##### Dokumentauszug

2013 feierte die jüdische Gemeinde Hermannstadt am Montag, den 25. März, 17 Uhr, den Sederabend, der den Auftakt darstellt zum Pessach-Fest, das in der Diaspora acht Tage lang dauert, also auch in Hermannstadt. Und auch diesmal erwies sich die Gemeinde als offen und hieß u. a. den evangelischen Pfarrer i. R. Siegfried Schullerus willkommen, der es sich nicht nehmen ließ, einen Text vorzulesen, den er vor knapp 20 Jahren dem letzten Vorbeter der jüdischen Gemeinde, Joseph Enst, gewidmet hatte.
Für jeden Teilnehmer war auf einem Teller eine Wurzel Meerrettich, ein Radieschen, Petersilienlaub, ein gekochtes Ei und Charosset, eine Mischung aus geriebenen Äpfeln und Wein, vorbereitet, anstelle von Salz standen, zum Gedenken an die während der Sklaverei vergossenen Tränen, Gefäße mit Salzwasser auf den Tischen. Dazu gab es Mazza, ungesäuertes Brot aus Mehl und Wasser, das anstelle des gewöhnlichen Brotes gegessen wird. Mazza konnten die Teilnehmer dann auch nach Hause mitnehmen. Rote-Bete-Salat gab es auch, dazu gekochtes Hühnerfleisch, gekochte Kartoffeln und eine gute Hühnersupe mit reichlich Gemüse und Knödeln. Im Vorfeld erläuterte der Gemeinde-Vorsitzende Otto Deutsch auch die Bedeutung der Speisen, von denen einige dazu dienen, an den Auszug der Israeliten aus Ägypten zu erinnern. Seder heißt in deutscher Übersetzung Ordnung und der Verlauf dieses Festmahls ist in der Haggada festgeschrieben.

##########

### Kurze Aufgabe A:
Bitte zitieren Sie aus dem Bericht über den Sederabend die Stelle, die bei den Worten "2013 feierte die" einsetzt, und enden Sie nach "Enst, gewidmet hatte.".
### Kurze Aufgabe B:
Fassen Sie den Absatz im Bericht über den Sederabend, der mit „Für jeden Teilnehmer“ beginnt, als Liste zusammen und behalten Sie dabei seine wesentlichen Angaben bei.
### Kurze Aufgabe C:
Setzen Sie den Bericht über den Sederabend im Anschluss an seinen letzten Satz fort.

##### Datenzeilen

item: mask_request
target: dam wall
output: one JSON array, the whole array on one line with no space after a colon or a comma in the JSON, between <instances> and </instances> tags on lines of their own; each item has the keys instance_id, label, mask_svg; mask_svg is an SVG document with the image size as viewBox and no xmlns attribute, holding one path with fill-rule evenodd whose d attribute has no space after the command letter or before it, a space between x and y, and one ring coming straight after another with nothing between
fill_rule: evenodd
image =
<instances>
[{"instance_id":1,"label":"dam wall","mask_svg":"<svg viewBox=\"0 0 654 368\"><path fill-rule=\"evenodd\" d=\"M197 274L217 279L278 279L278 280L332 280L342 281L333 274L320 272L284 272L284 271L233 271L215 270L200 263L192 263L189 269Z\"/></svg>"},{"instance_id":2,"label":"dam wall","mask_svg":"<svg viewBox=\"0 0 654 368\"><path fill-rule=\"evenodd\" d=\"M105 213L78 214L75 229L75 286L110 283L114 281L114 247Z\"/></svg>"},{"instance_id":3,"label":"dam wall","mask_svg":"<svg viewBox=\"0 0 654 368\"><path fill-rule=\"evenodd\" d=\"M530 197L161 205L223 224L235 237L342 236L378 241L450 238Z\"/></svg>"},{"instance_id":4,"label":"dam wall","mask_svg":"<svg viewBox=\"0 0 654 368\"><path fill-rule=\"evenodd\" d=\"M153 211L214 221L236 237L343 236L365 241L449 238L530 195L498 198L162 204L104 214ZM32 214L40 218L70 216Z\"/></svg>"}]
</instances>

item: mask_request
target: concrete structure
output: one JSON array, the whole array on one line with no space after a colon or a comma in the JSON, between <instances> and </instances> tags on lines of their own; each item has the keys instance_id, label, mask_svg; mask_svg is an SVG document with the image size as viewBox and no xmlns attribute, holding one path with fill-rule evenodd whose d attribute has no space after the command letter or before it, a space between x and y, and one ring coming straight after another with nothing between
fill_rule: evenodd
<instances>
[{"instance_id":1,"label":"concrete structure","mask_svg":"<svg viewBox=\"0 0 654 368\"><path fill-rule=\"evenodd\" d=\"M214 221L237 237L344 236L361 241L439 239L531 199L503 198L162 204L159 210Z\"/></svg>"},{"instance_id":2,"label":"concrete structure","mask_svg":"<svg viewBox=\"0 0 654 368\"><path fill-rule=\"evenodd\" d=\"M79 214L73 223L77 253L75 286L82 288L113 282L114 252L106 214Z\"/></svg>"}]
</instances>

##########

### Richtige Antwort A:
2013 feierte die jüdische Gemeinde Hermannstadt am Montag, den 25. März, 17 Uhr, den Sederabend, der den Auftakt darstellt zum Pessach-Fest, das in der Diaspora acht Tage lang dauert, also auch in Hermannstadt. Und auch diesmal erwies sich die Gemeinde als offen und hieß u. a. den evangelischen Pfarrer i. R. Siegfried Schullerus willkommen, der es sich nicht nehmen ließ, einen Text vorzulesen, den er vor knapp 20 Jahren dem letzten Vorbeter der jüdischen Gemeinde, Joseph Enst, gewidmet hatte.

### Richtige Antwort B:
- Für jeden Teilnehmer stand ein Teller mit einer Meerrettichwurzel, einem Radieschen, Petersilienlaub, einem gekochten Ei und Charosset bereit. Charosset ist eine Mischung aus geriebenen Äpfeln und Wein.
- Anstelle von Salz standen Gefäße mit Salzwasser auf den Tischen. Sie erinnern an die Tränen, die während der Sklaverei vergossen wurden.
- Statt gewöhnlichen Brotes gab es Mazza, ungesäuertes Brot aus Mehl und Wasser. Die Teilnehmer durften es auch mit nach Hause nehmen.
- Außerdem wurden Rote-Bete-Salat, gekochtes Hühnerfleisch, gekochte Kartoffeln und Hühnersuppe mit reichlich Gemüse und Knödeln serviert.
- Vorab erklärte der Gemeindevorsitzende Otto Deutsch die Bedeutung der Speisen. Einige davon erinnern an den Auszug der Israeliten aus Ägypten.
- Seder bedeutet „Ordnung“. Der Verlauf des Festmahls ist in der Haggada festgelegt.

### Richtige Antwort C:
„In Hermannstadt wird der Seder innerhalb der Gemeinde gefeiert, auch weil die Gemeinde sehr klein ist. Sie besteht nur noch aus einigen dutzend Mitgliedern, davon sind die meisten bereits in einem fortgeschrittenen Alter. (…) Zum Sedermahl werden alle Mitglieder der jüdischen Gemeinde eingeladen und, wenn dies der Fall ist, auch ihre nichtjüdischen Ehepartner. Ebenfalls teilnehmen dürfen jedes Jahr ein paar Gäste. Diese gehören nicht der Gemeinde an, sie interessieren sich aber für die jüdischen Traditionen und haben so die Möglichkeit, diese unmittelbar kennen zu lernen." Das schrieb die Hermannstädter Soziologin Nadia Badrus, langjähriges Mitglied der jüdischen Gemeinde, in ihrem Beitrag für das Buch „Social Cooking" 2006.